**Records for the exercise**
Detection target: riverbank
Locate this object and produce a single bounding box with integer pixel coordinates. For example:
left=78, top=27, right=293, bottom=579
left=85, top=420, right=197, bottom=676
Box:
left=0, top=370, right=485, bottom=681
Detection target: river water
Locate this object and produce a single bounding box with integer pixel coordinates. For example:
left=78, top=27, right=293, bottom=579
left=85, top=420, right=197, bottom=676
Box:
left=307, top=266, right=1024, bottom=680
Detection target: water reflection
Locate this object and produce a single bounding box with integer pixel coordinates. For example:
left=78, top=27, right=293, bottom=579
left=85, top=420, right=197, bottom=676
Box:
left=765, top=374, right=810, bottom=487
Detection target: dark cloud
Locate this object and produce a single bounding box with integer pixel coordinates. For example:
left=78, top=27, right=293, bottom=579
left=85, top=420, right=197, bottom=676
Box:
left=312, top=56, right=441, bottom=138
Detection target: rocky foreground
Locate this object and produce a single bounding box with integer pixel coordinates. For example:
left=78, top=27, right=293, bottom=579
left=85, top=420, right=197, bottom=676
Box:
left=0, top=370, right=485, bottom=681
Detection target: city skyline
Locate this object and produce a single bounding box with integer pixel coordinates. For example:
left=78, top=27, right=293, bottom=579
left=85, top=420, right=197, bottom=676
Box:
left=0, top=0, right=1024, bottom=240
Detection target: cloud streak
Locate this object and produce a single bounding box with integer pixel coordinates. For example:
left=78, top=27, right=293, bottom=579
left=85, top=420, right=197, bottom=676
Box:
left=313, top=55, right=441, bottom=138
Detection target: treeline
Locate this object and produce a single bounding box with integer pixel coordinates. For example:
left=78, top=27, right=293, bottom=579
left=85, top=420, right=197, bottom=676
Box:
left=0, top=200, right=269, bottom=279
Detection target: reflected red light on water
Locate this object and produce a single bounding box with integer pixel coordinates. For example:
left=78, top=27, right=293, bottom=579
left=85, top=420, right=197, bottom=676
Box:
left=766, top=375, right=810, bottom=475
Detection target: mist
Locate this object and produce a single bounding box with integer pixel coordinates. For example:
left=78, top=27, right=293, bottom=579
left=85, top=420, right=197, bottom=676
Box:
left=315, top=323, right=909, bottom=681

**What this task involves**
Render the entries above as a two-column CSV with the header columns "entry" and "box" and one row per entry. Put each entry's full text in one quoted field and its box in another, with line breaks turned into spaces.

**Solution to this problem**
entry,box
"Detection target: riverbank Locate this object and produce a single bounding box with integer pixel coordinates. For example: left=78, top=27, right=293, bottom=579 left=85, top=420, right=197, bottom=676 Box:","left=0, top=370, right=485, bottom=681"
"Detection target: river water Locate this object and produce a single bounding box with integer pixel coordinates. For example: left=78, top=27, right=293, bottom=579 left=85, top=420, right=197, bottom=676 Box:","left=307, top=266, right=1024, bottom=680"
"Detection target: water reflection Locate this object and produce a single bounding box with integer pixel coordinates. For example: left=78, top=27, right=293, bottom=579 left=85, top=420, right=197, bottom=676 Box:","left=765, top=374, right=810, bottom=487"
"Detection target: dark cloud Locate this object and produce a single bounding box with integer pixel coordinates. For example: left=78, top=27, right=293, bottom=579 left=85, top=420, right=197, bottom=676 Box:","left=312, top=56, right=441, bottom=138"
"Detection target: rocky foreground Locate this object and produce a single bounding box with integer pixel coordinates. For example: left=78, top=27, right=293, bottom=579 left=85, top=420, right=197, bottom=676 Box:","left=0, top=370, right=485, bottom=681"
"Detection target: city skyline Locate this object and produce a single bounding box with integer pixel coordinates. For example: left=78, top=27, right=293, bottom=579 left=85, top=420, right=197, bottom=676 Box:","left=0, top=0, right=1024, bottom=240"
"Detection target: cloud streak Locate this object and produce a single bounding box with integer pixel coordinates. For example: left=78, top=27, right=293, bottom=579 left=85, top=420, right=197, bottom=676 Box:","left=313, top=55, right=441, bottom=138"
"Detection target: treeline Locate this object and produce a single bounding box with integer pixel coordinates. For example: left=78, top=27, right=293, bottom=579 left=85, top=420, right=197, bottom=676 Box:","left=0, top=200, right=269, bottom=279"
"Detection target: reflected red light on water Locate this object and produce a single bounding box with integer pixel coordinates. For example: left=78, top=27, right=293, bottom=579 left=85, top=420, right=197, bottom=676 Box:","left=766, top=375, right=810, bottom=475"
"Detection target: mist Locate this object and produce a single bounding box with integer pixel coordinates. For example: left=78, top=27, right=293, bottom=579 left=85, top=420, right=197, bottom=676 Box:","left=315, top=323, right=909, bottom=681"